→ **Exercise description**: Only the lines from the one with "Locate the light garland" to the end of the records are wanted, each repeated exactly, both ends included.

+++ Input data

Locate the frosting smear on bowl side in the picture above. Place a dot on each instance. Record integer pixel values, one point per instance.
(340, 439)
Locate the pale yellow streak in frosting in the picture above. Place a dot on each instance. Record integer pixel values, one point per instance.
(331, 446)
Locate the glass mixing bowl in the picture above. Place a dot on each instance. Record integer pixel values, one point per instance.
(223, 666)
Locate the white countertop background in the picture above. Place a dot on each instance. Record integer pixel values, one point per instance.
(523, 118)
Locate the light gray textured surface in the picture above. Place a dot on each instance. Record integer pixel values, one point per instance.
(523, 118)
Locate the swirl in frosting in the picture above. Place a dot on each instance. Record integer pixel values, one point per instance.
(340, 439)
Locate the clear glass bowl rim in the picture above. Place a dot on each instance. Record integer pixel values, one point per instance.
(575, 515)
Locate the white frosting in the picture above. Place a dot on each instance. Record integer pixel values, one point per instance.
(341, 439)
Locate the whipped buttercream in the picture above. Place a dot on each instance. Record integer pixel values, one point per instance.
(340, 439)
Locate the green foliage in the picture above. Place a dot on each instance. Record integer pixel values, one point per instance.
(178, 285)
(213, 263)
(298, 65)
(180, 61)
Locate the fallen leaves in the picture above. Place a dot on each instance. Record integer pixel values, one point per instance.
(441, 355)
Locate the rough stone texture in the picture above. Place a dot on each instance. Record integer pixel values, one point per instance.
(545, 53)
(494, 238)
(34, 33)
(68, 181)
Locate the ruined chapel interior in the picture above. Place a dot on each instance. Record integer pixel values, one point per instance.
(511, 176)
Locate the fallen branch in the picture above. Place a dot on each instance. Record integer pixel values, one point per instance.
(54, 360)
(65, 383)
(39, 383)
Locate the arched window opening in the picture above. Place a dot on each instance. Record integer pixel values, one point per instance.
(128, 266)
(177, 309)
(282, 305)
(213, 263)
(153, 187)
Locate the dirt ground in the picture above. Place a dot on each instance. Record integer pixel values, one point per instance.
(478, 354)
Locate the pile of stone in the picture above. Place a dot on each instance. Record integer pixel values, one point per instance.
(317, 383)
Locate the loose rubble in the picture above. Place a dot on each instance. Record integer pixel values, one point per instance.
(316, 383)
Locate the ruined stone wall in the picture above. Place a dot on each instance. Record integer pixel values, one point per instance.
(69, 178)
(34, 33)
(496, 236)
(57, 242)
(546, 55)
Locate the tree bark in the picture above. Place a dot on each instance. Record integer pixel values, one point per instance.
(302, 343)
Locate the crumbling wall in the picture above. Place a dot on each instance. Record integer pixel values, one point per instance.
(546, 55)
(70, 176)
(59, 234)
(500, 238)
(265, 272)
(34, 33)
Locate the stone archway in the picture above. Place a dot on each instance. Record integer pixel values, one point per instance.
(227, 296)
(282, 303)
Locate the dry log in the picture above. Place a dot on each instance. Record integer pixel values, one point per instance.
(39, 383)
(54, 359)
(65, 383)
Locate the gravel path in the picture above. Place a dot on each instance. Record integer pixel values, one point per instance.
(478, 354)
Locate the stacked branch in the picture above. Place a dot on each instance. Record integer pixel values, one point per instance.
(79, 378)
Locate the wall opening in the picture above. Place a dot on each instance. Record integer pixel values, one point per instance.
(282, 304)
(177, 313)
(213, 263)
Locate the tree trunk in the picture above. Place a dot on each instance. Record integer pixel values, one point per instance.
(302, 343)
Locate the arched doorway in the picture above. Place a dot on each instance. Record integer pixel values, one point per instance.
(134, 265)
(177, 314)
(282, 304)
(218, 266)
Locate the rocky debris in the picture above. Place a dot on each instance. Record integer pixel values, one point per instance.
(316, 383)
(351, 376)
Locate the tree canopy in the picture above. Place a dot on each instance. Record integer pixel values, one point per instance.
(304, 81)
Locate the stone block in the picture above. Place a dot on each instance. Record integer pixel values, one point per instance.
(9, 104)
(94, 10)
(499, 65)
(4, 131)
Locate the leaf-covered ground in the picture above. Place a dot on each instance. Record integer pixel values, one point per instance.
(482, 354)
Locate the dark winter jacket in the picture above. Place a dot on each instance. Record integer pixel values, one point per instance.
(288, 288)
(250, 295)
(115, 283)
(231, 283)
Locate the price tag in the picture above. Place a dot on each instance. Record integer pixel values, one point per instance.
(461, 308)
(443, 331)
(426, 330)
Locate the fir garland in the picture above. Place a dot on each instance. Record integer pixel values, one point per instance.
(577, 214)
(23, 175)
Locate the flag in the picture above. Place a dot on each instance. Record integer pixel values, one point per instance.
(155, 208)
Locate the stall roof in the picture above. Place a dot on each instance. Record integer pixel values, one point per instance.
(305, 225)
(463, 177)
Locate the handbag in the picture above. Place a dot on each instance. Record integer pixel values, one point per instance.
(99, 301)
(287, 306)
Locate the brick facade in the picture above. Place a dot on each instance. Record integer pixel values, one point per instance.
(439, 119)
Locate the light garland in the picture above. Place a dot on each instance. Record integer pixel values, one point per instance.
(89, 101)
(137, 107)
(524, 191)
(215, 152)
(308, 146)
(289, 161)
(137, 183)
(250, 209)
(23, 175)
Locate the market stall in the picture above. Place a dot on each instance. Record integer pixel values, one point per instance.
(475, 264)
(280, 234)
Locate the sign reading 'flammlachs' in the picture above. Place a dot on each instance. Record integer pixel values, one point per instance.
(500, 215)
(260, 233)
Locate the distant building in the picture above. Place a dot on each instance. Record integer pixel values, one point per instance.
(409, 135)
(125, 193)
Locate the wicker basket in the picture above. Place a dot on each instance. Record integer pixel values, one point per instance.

++++++

→ **Answer to the problem**:
Locate the light garland in the picture above. Place a dot on each instance. Record integer pixel values, one point per instance.
(89, 101)
(137, 107)
(524, 191)
(215, 152)
(308, 146)
(289, 161)
(137, 183)
(250, 209)
(23, 175)
Locate the market stall in the picture above. Place a dot on each instance. Record integer pixel values, one point per instance.
(475, 264)
(280, 234)
Locate the sign reading 'flammlachs' in the picture above. Place a dot on each instance. Record integer pixel values, one point per instance.
(500, 215)
(260, 233)
Locate the distant building in the picture above. Place a dot on each instance. Record integer pixel values, one point per instance.
(409, 135)
(125, 193)
Locate the wicker basket in the picture above. Place a dot on each instance. Record integer pixel values, one point per instance.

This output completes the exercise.